● PROMPT: Repeat the listing below in full.

● PROVIDED INFORMATION:
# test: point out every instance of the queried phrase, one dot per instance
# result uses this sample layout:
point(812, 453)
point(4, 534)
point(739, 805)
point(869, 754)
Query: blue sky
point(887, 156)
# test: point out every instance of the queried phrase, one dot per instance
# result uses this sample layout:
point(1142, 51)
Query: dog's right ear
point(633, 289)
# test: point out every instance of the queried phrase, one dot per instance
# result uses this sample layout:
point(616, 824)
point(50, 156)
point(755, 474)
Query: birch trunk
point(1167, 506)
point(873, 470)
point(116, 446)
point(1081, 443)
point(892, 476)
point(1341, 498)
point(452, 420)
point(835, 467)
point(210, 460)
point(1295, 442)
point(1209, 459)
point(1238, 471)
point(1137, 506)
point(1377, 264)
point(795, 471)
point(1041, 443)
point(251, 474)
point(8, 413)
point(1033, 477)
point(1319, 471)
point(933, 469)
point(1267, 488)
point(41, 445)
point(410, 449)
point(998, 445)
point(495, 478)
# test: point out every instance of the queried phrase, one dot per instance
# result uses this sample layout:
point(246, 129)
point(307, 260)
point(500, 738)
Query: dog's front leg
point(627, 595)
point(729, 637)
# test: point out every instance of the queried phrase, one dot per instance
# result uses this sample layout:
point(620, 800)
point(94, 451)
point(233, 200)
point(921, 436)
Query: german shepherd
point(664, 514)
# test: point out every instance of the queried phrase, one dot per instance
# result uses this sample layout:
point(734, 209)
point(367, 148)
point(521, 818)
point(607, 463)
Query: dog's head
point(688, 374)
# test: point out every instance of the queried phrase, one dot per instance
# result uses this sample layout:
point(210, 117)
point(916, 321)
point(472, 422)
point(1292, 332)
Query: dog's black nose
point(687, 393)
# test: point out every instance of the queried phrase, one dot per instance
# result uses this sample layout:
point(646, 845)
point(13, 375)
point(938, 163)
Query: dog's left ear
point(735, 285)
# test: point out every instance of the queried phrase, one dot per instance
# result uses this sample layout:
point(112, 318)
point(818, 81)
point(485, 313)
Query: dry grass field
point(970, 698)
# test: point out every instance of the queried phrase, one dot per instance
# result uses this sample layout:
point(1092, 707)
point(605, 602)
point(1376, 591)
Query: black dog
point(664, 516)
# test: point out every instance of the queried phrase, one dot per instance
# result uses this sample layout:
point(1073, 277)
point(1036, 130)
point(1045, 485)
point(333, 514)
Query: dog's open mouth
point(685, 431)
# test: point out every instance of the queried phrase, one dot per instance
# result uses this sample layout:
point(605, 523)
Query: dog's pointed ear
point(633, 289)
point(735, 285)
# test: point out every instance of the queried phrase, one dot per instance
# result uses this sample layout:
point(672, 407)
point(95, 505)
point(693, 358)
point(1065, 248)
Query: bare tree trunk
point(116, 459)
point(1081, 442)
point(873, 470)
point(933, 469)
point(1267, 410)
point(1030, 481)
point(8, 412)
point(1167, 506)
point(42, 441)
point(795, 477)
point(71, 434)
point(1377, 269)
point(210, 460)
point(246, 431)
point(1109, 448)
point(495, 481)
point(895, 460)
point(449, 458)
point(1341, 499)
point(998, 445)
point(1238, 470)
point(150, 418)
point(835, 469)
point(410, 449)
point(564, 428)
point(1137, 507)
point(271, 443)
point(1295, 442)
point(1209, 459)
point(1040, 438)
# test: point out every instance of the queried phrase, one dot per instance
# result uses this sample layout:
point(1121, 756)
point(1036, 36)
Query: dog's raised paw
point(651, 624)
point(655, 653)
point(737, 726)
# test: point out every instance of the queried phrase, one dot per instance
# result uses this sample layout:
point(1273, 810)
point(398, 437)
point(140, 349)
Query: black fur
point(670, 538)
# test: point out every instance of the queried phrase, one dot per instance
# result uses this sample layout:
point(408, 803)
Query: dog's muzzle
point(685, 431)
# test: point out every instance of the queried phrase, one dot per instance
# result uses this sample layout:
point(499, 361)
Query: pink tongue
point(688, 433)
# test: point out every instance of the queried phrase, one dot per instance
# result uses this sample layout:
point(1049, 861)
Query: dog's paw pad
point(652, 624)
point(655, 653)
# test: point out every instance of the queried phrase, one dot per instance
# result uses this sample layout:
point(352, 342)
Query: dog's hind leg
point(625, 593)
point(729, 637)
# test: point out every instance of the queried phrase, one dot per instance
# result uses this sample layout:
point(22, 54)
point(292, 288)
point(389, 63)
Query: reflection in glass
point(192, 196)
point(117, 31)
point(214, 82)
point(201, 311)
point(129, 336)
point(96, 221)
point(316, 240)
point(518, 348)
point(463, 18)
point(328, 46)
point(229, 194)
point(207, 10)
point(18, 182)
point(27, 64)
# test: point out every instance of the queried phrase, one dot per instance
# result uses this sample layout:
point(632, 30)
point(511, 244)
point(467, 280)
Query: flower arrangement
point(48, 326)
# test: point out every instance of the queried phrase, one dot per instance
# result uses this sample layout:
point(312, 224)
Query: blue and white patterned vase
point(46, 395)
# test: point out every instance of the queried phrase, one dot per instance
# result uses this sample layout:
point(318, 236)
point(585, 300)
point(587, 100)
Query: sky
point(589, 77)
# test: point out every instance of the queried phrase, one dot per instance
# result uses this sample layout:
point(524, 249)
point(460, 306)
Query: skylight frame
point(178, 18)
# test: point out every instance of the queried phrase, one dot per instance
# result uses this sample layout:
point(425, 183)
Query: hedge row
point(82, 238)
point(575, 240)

● RESPONSE AREA:
# test: point out every instance of the queried phrase, one dot per instance
# result uses this sample layout:
point(812, 453)
point(4, 534)
point(739, 805)
point(869, 754)
Query: blue sky
point(887, 156)
# test: point out every instance of the queried phrase, one dot per instance
# result uses this sample layout:
point(1142, 51)
Query: dog's right ear
point(633, 289)
# test: point out every instance of the queried phrase, one dot per instance
# result uses this sample layout:
point(616, 824)
point(50, 156)
point(755, 474)
Query: birch trunk
point(1167, 506)
point(873, 470)
point(116, 446)
point(1081, 443)
point(892, 476)
point(1341, 498)
point(452, 420)
point(835, 467)
point(210, 460)
point(1295, 442)
point(1209, 459)
point(1238, 471)
point(1137, 506)
point(1377, 264)
point(795, 471)
point(1041, 443)
point(251, 474)
point(8, 413)
point(1033, 477)
point(1319, 471)
point(933, 469)
point(1267, 488)
point(41, 445)
point(410, 449)
point(998, 445)
point(495, 478)
# test: point out every instance of the queried phrase, one dot per instance
# result uses this sample layout:
point(246, 129)
point(307, 260)
point(500, 738)
Query: dog's front leg
point(627, 595)
point(729, 637)
# test: point out every instance of the queried phrase, one dot per instance
# result uses this sample layout:
point(620, 800)
point(94, 451)
point(233, 200)
point(921, 436)
Query: german shepherd
point(664, 514)
# test: point out every instance of the queried phrase, one dot per instance
# result uses this sample layout:
point(734, 209)
point(367, 148)
point(521, 818)
point(607, 463)
Query: dog's head
point(688, 374)
# test: point out every instance of the queried phrase, one dot per instance
# result uses this sample layout:
point(210, 117)
point(916, 321)
point(472, 422)
point(1292, 332)
Query: dog's black nose
point(687, 393)
# test: point out every instance of the queried phrase, one dot per instance
# result uses this sample layout:
point(646, 845)
point(13, 375)
point(938, 163)
Query: dog's left ear
point(735, 285)
# test: point out every instance of the queried phrase, one dot per instance
# result uses this sample layout:
point(112, 318)
point(818, 81)
point(485, 313)
Query: dry grass field
point(970, 698)
# test: point out every instance of the queried phrase, one dot per instance
# result uses this sample layout:
point(1092, 707)
point(605, 602)
point(1376, 591)
Query: black dog
point(664, 516)
# test: point out every instance of the queried phrase, one dot per instance
# result uses this sample layout:
point(1073, 277)
point(1036, 130)
point(1045, 485)
point(333, 514)
Query: dog's open mouth
point(685, 431)
# test: point out every instance of the queried phrase, one dot per instance
# result uses this sample layout:
point(605, 523)
Query: dog's pointed ear
point(633, 289)
point(735, 285)
# test: point out every instance of the queried phrase, one dot per instance
# result uses this sample layout:
point(672, 407)
point(95, 505)
point(693, 358)
point(1065, 248)
Query: bare tree trunk
point(116, 459)
point(1081, 442)
point(873, 470)
point(933, 469)
point(1267, 410)
point(1030, 481)
point(8, 412)
point(1167, 506)
point(42, 441)
point(795, 477)
point(71, 434)
point(1377, 269)
point(210, 460)
point(246, 431)
point(1109, 448)
point(495, 481)
point(895, 460)
point(449, 458)
point(1341, 499)
point(998, 445)
point(1238, 470)
point(150, 418)
point(835, 469)
point(410, 449)
point(564, 428)
point(1137, 507)
point(271, 443)
point(1295, 442)
point(1209, 459)
point(1040, 438)
# test: point out every instance of the queried phrase, one dot per instance
# result uses this sample layout:
point(1121, 756)
point(1036, 36)
Query: dog's raised paw
point(651, 624)
point(655, 653)
point(737, 726)
# test: point out every instance of the queried phrase, one dot per instance
# result uses this sample layout:
point(1273, 810)
point(398, 437)
point(140, 349)
Query: black fur
point(670, 538)
# test: point out every instance of the queried phrase, one dot per instance
# result uses this sample layout:
point(408, 803)
Query: dog's muzzle
point(685, 431)
# test: point out every instance of the queried phrase, one dot per instance
# result uses this sample layout:
point(499, 361)
Query: pink tongue
point(688, 433)
# test: point out every instance of the queried phrase, one dot per instance
# result uses this sample layout:
point(1049, 861)
Query: dog's paw pad
point(652, 624)
point(655, 653)
# test: point out every instance of the queried phrase, one dot per instance
# result uses this sample layout:
point(352, 342)
Query: dog's hind leg
point(625, 593)
point(729, 637)
# test: point out every instance of the queried phrase, one dot per instance
# result uses this sample layout:
point(22, 54)
point(292, 288)
point(389, 63)
Query: reflection in glass
point(192, 196)
point(117, 31)
point(214, 82)
point(201, 311)
point(129, 336)
point(96, 221)
point(316, 240)
point(518, 348)
point(463, 18)
point(328, 46)
point(229, 194)
point(207, 10)
point(18, 182)
point(27, 64)
# test: point out every instance of the queried phrase, one dot per instance
# result uses this sample layout:
point(632, 30)
point(511, 244)
point(467, 280)
Query: flower arrangement
point(48, 326)
# test: point out every instance of the queried phrase, one dot per instance
# result uses this sample layout:
point(312, 224)
Query: blue and white patterned vase
point(46, 395)
# test: point out every instance of the queried phrase, one dot per instance
# result uses this sample layout:
point(318, 236)
point(585, 300)
point(587, 100)
Query: sky
point(589, 77)
# test: point out every instance of the queried phrase, one dot per instance
# result uses this sample layout:
point(524, 249)
point(460, 306)
Query: skylight frame
point(178, 18)
# test: point out every instance of the queried phrase, one dot per instance
# result uses this sample layout:
point(425, 183)
Query: hedge row
point(82, 238)
point(575, 240)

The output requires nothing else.